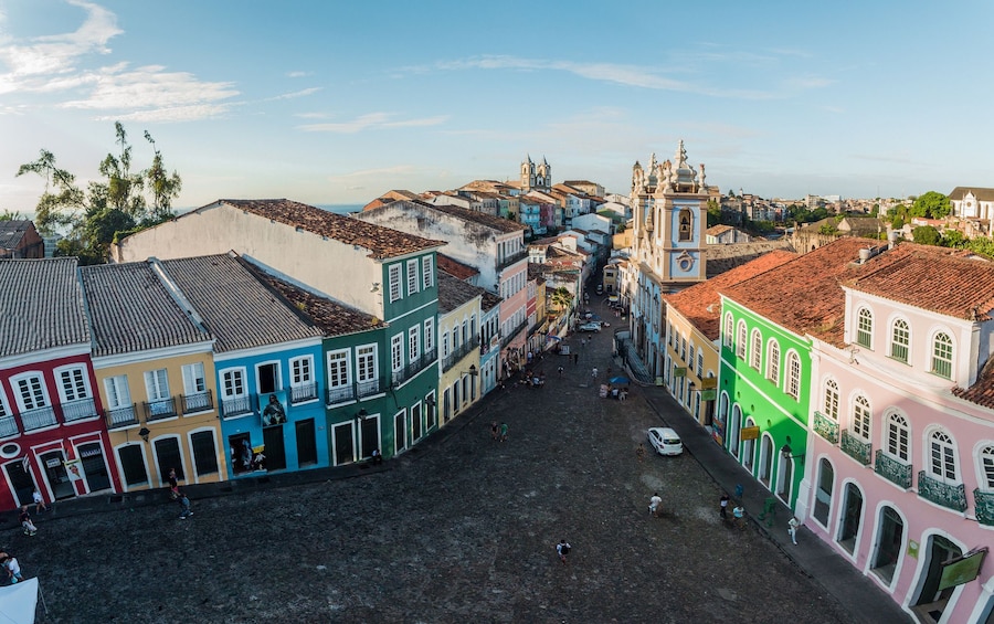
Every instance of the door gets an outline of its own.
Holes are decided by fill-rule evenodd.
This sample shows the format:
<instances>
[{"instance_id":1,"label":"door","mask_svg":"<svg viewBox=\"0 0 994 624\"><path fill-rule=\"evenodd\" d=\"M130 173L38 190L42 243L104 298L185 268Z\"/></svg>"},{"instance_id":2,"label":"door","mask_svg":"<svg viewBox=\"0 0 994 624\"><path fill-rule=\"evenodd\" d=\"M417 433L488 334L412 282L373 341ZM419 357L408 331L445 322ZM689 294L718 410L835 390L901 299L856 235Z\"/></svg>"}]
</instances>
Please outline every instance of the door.
<instances>
[{"instance_id":1,"label":"door","mask_svg":"<svg viewBox=\"0 0 994 624\"><path fill-rule=\"evenodd\" d=\"M73 487L73 482L70 480L65 473L65 466L62 464L65 459L62 451L51 451L40 458L55 500L76 496L76 488Z\"/></svg>"},{"instance_id":2,"label":"door","mask_svg":"<svg viewBox=\"0 0 994 624\"><path fill-rule=\"evenodd\" d=\"M7 480L10 483L10 489L14 495L14 501L20 505L29 505L34 494L34 480L31 473L24 469L24 463L15 459L3 465L3 472L7 473Z\"/></svg>"},{"instance_id":3,"label":"door","mask_svg":"<svg viewBox=\"0 0 994 624\"><path fill-rule=\"evenodd\" d=\"M263 453L266 454L267 470L286 469L286 446L283 443L283 427L267 426L263 430Z\"/></svg>"},{"instance_id":4,"label":"door","mask_svg":"<svg viewBox=\"0 0 994 624\"><path fill-rule=\"evenodd\" d=\"M335 425L335 465L350 464L356 461L356 444L352 440L352 423Z\"/></svg>"},{"instance_id":5,"label":"door","mask_svg":"<svg viewBox=\"0 0 994 624\"><path fill-rule=\"evenodd\" d=\"M298 421L294 425L297 436L297 464L311 466L317 464L317 438L314 433L314 419Z\"/></svg>"},{"instance_id":6,"label":"door","mask_svg":"<svg viewBox=\"0 0 994 624\"><path fill-rule=\"evenodd\" d=\"M76 451L83 463L83 474L86 475L89 491L110 489L110 475L107 473L107 463L104 461L99 443L82 444Z\"/></svg>"}]
</instances>

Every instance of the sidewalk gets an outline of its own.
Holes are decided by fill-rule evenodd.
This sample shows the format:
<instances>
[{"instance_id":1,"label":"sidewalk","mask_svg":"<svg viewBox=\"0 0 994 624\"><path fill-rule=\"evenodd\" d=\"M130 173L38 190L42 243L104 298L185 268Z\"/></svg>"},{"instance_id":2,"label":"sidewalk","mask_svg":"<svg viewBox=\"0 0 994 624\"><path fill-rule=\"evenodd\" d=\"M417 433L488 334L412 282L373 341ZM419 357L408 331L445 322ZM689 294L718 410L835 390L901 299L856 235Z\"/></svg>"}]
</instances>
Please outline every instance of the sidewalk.
<instances>
[{"instance_id":1,"label":"sidewalk","mask_svg":"<svg viewBox=\"0 0 994 624\"><path fill-rule=\"evenodd\" d=\"M711 475L722 489L732 497L736 486L743 486L741 500L750 522L775 543L805 574L814 579L842 604L850 607L854 622L876 624L879 622L913 622L893 600L877 588L874 582L832 550L824 541L814 537L805 527L797 529L797 546L791 543L787 520L791 510L779 498L764 488L739 464L734 457L719 446L707 431L673 400L662 387L647 385L639 392L649 406L667 426L673 427L684 441L684 448ZM759 515L769 498L774 498L776 511L772 527ZM717 501L716 501L717 506ZM717 511L716 511L717 512Z\"/></svg>"}]
</instances>

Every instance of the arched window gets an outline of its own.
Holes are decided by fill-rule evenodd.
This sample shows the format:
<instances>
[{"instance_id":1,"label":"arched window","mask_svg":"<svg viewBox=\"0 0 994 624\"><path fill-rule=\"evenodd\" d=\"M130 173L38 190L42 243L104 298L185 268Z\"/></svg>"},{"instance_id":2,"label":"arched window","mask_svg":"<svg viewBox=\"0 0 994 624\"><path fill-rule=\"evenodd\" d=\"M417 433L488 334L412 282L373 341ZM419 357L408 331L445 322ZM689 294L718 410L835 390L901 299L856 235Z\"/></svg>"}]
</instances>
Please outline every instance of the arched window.
<instances>
[{"instance_id":1,"label":"arched window","mask_svg":"<svg viewBox=\"0 0 994 624\"><path fill-rule=\"evenodd\" d=\"M869 425L873 412L866 396L857 396L853 401L853 433L863 440L869 440Z\"/></svg>"},{"instance_id":2,"label":"arched window","mask_svg":"<svg viewBox=\"0 0 994 624\"><path fill-rule=\"evenodd\" d=\"M943 331L932 339L932 372L952 379L952 338Z\"/></svg>"},{"instance_id":3,"label":"arched window","mask_svg":"<svg viewBox=\"0 0 994 624\"><path fill-rule=\"evenodd\" d=\"M856 343L867 349L874 345L874 313L869 308L859 308L856 315Z\"/></svg>"},{"instance_id":4,"label":"arched window","mask_svg":"<svg viewBox=\"0 0 994 624\"><path fill-rule=\"evenodd\" d=\"M825 382L825 415L838 422L838 383L834 379Z\"/></svg>"},{"instance_id":5,"label":"arched window","mask_svg":"<svg viewBox=\"0 0 994 624\"><path fill-rule=\"evenodd\" d=\"M750 353L750 356L752 368L759 371L761 364L760 360L763 357L763 337L760 336L759 329L752 330L752 353Z\"/></svg>"},{"instance_id":6,"label":"arched window","mask_svg":"<svg viewBox=\"0 0 994 624\"><path fill-rule=\"evenodd\" d=\"M736 336L736 355L740 359L745 359L745 321L739 321L739 331Z\"/></svg>"},{"instance_id":7,"label":"arched window","mask_svg":"<svg viewBox=\"0 0 994 624\"><path fill-rule=\"evenodd\" d=\"M732 329L732 318L731 313L727 313L725 315L725 346L732 346L732 338L734 338L734 330Z\"/></svg>"},{"instance_id":8,"label":"arched window","mask_svg":"<svg viewBox=\"0 0 994 624\"><path fill-rule=\"evenodd\" d=\"M786 377L786 393L794 399L801 398L801 358L794 351L787 353Z\"/></svg>"},{"instance_id":9,"label":"arched window","mask_svg":"<svg viewBox=\"0 0 994 624\"><path fill-rule=\"evenodd\" d=\"M911 329L908 321L899 318L893 321L893 328L890 330L890 357L908 363L908 348L911 345Z\"/></svg>"},{"instance_id":10,"label":"arched window","mask_svg":"<svg viewBox=\"0 0 994 624\"><path fill-rule=\"evenodd\" d=\"M901 462L908 461L908 444L911 438L911 427L908 419L892 412L887 416L887 452Z\"/></svg>"},{"instance_id":11,"label":"arched window","mask_svg":"<svg viewBox=\"0 0 994 624\"><path fill-rule=\"evenodd\" d=\"M956 480L956 448L942 430L929 436L929 473L937 479Z\"/></svg>"},{"instance_id":12,"label":"arched window","mask_svg":"<svg viewBox=\"0 0 994 624\"><path fill-rule=\"evenodd\" d=\"M776 340L766 343L766 379L780 385L780 345Z\"/></svg>"}]
</instances>

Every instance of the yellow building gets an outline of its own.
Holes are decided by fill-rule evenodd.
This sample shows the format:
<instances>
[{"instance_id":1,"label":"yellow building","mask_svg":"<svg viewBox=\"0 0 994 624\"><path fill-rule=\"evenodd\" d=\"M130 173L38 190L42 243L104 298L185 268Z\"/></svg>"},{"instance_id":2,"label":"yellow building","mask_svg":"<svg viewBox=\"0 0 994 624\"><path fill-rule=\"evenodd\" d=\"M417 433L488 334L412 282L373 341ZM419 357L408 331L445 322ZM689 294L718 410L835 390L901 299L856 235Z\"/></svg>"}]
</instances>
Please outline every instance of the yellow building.
<instances>
[{"instance_id":1,"label":"yellow building","mask_svg":"<svg viewBox=\"0 0 994 624\"><path fill-rule=\"evenodd\" d=\"M81 268L93 364L125 491L228 478L213 336L157 262Z\"/></svg>"}]
</instances>

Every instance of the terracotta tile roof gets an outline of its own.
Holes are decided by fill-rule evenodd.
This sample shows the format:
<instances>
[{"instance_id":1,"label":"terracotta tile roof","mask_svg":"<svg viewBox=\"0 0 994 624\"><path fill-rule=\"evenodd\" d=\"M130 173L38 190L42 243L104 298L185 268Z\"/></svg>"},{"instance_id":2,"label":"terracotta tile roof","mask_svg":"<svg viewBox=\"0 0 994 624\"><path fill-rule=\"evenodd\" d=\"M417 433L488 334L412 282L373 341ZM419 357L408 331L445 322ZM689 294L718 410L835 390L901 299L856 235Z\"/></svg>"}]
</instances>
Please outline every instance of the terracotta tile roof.
<instances>
[{"instance_id":1,"label":"terracotta tile roof","mask_svg":"<svg viewBox=\"0 0 994 624\"><path fill-rule=\"evenodd\" d=\"M844 285L966 320L991 320L994 310L994 263L962 250L901 243Z\"/></svg>"},{"instance_id":2,"label":"terracotta tile roof","mask_svg":"<svg viewBox=\"0 0 994 624\"><path fill-rule=\"evenodd\" d=\"M161 261L172 279L216 337L224 353L321 336L275 290L233 254Z\"/></svg>"},{"instance_id":3,"label":"terracotta tile roof","mask_svg":"<svg viewBox=\"0 0 994 624\"><path fill-rule=\"evenodd\" d=\"M465 281L479 275L479 271L477 271L476 268L455 258L448 257L447 255L435 254L435 262L438 265L438 271L444 271L445 273L458 277L459 279Z\"/></svg>"},{"instance_id":4,"label":"terracotta tile roof","mask_svg":"<svg viewBox=\"0 0 994 624\"><path fill-rule=\"evenodd\" d=\"M285 225L300 228L349 245L359 245L369 250L370 257L377 260L431 250L445 244L444 241L422 239L286 199L218 201Z\"/></svg>"},{"instance_id":5,"label":"terracotta tile roof","mask_svg":"<svg viewBox=\"0 0 994 624\"><path fill-rule=\"evenodd\" d=\"M793 252L769 252L717 277L679 293L666 295L664 299L667 307L675 308L701 334L710 340L717 340L721 334L721 297L718 296L718 290L755 277L796 257L797 254Z\"/></svg>"},{"instance_id":6,"label":"terracotta tile roof","mask_svg":"<svg viewBox=\"0 0 994 624\"><path fill-rule=\"evenodd\" d=\"M880 241L846 236L719 293L800 335L840 345L846 297L839 282L853 275L859 250Z\"/></svg>"},{"instance_id":7,"label":"terracotta tile roof","mask_svg":"<svg viewBox=\"0 0 994 624\"><path fill-rule=\"evenodd\" d=\"M443 271L438 272L438 313L447 314L484 294L484 289L467 284Z\"/></svg>"},{"instance_id":8,"label":"terracotta tile roof","mask_svg":"<svg viewBox=\"0 0 994 624\"><path fill-rule=\"evenodd\" d=\"M374 316L284 282L252 263L245 262L245 266L260 282L267 284L304 313L325 336L347 336L387 326Z\"/></svg>"},{"instance_id":9,"label":"terracotta tile roof","mask_svg":"<svg viewBox=\"0 0 994 624\"><path fill-rule=\"evenodd\" d=\"M0 260L0 358L89 346L76 258Z\"/></svg>"},{"instance_id":10,"label":"terracotta tile roof","mask_svg":"<svg viewBox=\"0 0 994 624\"><path fill-rule=\"evenodd\" d=\"M194 345L213 336L181 307L148 262L84 266L94 357Z\"/></svg>"}]
</instances>

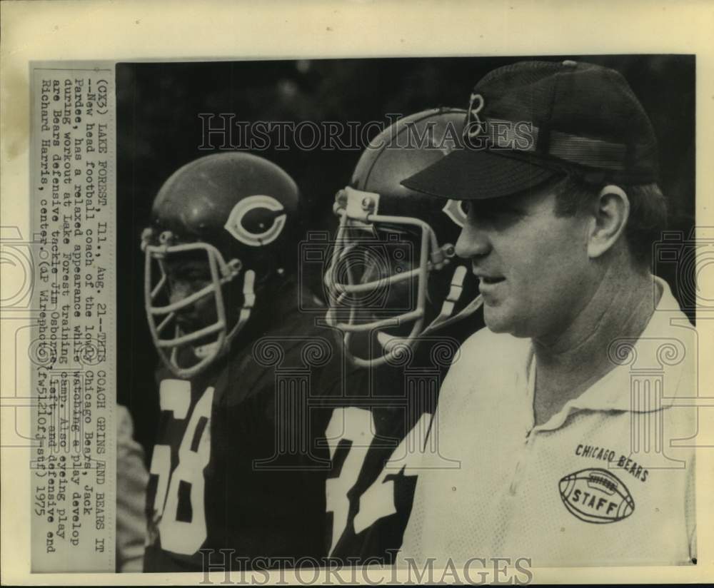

• **Stated task**: Please pick out every line in the items that contains the word "gets" and copy each of those lines.

• **Reply to the exercise**:
Every instance of the door gets an outline of its own.
Every instance of the sidewalk gets an outline of its own.
Every instance of the arched window gets an outline of its own.
Every instance of the yellow building gets an outline of its own.
Every instance of the terracotta tile roof gets an outline of its own.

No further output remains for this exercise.